__What the task requires__: From the data below, extract every line that contains the string "lake". Matching is case-sensitive.

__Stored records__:
···
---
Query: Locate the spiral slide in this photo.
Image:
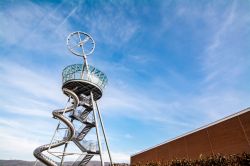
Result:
[33,88,79,166]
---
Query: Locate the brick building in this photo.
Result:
[131,108,250,164]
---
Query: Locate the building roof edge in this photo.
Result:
[130,107,250,157]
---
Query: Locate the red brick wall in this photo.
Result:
[131,111,250,164]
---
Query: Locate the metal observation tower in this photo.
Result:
[33,32,112,166]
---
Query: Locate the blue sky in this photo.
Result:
[0,0,250,162]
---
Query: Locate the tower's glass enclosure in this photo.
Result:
[62,64,108,90]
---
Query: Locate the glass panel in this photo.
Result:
[62,64,108,89]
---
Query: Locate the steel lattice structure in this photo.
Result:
[33,32,112,166]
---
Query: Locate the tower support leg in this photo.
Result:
[90,92,104,166]
[95,101,113,166]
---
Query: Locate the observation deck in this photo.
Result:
[62,64,108,100]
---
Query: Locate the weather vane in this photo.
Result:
[33,31,112,166]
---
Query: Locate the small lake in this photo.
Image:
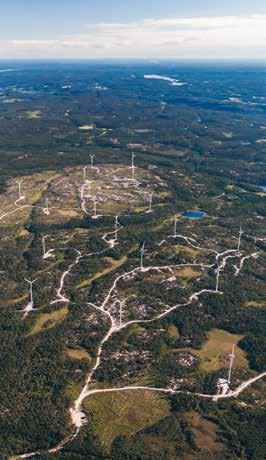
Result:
[183,211,205,219]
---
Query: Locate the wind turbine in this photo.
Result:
[140,241,145,272]
[173,216,177,238]
[215,265,221,292]
[147,193,153,212]
[16,179,25,201]
[21,278,37,318]
[82,166,87,182]
[90,153,95,169]
[43,198,50,216]
[131,152,136,181]
[42,235,54,259]
[86,180,93,198]
[92,196,98,219]
[237,225,244,252]
[227,344,235,384]
[115,216,118,241]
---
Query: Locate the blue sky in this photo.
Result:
[0,0,266,58]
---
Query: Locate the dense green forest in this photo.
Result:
[0,63,266,460]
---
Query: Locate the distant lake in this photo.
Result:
[183,211,205,219]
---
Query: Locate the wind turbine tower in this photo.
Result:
[237,225,244,252]
[215,265,221,292]
[92,196,97,219]
[16,180,25,200]
[90,153,95,169]
[173,216,177,238]
[140,241,145,271]
[43,198,50,216]
[42,235,47,257]
[148,193,153,212]
[115,216,118,241]
[83,166,87,182]
[86,180,93,198]
[227,344,235,384]
[131,152,136,181]
[25,278,37,307]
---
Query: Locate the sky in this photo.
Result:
[0,0,266,59]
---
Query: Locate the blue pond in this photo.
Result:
[183,211,205,219]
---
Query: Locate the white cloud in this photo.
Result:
[0,15,266,58]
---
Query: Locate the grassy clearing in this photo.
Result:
[29,307,68,335]
[175,267,201,280]
[244,300,266,308]
[167,324,179,340]
[185,411,224,452]
[26,110,42,120]
[85,390,169,452]
[5,292,29,307]
[66,347,92,362]
[76,256,128,289]
[187,329,248,372]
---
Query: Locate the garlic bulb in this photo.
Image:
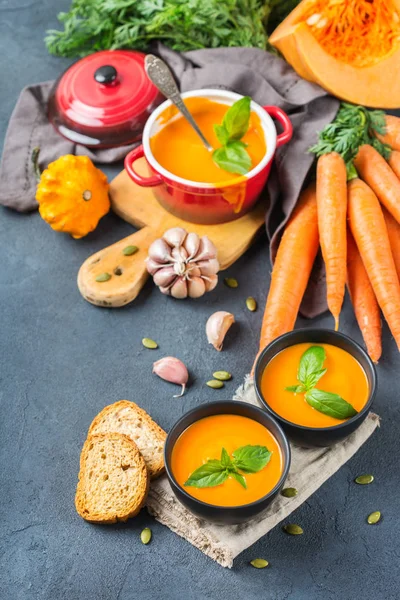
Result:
[206,310,235,352]
[153,356,189,398]
[146,227,219,298]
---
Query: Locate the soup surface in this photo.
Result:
[261,343,369,427]
[171,415,283,506]
[150,98,266,183]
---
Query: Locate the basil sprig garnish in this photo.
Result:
[212,96,251,175]
[285,346,357,420]
[183,446,272,489]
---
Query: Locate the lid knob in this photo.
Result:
[94,65,118,85]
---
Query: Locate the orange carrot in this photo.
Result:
[317,152,347,330]
[388,150,400,179]
[382,206,400,280]
[375,115,400,150]
[348,179,400,350]
[354,144,400,223]
[260,185,319,351]
[347,231,382,362]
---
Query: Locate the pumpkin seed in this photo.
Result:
[224,277,239,288]
[250,558,269,569]
[354,475,374,485]
[142,338,158,350]
[96,273,111,283]
[213,371,232,381]
[206,379,224,390]
[282,523,304,535]
[246,296,257,312]
[140,527,151,544]
[122,246,139,256]
[367,510,381,525]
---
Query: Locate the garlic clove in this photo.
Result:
[145,257,163,275]
[153,267,176,287]
[187,277,206,298]
[196,258,219,277]
[206,310,235,352]
[171,246,187,261]
[204,275,218,292]
[183,233,200,260]
[158,285,171,296]
[163,227,186,248]
[194,235,217,262]
[186,263,201,279]
[170,277,187,300]
[153,356,189,398]
[149,238,172,263]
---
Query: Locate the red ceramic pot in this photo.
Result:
[125,89,293,225]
···
__Output for this exercise__:
Query: Locate the small lake in this photo.
Query: Locate the distant lake in this photo.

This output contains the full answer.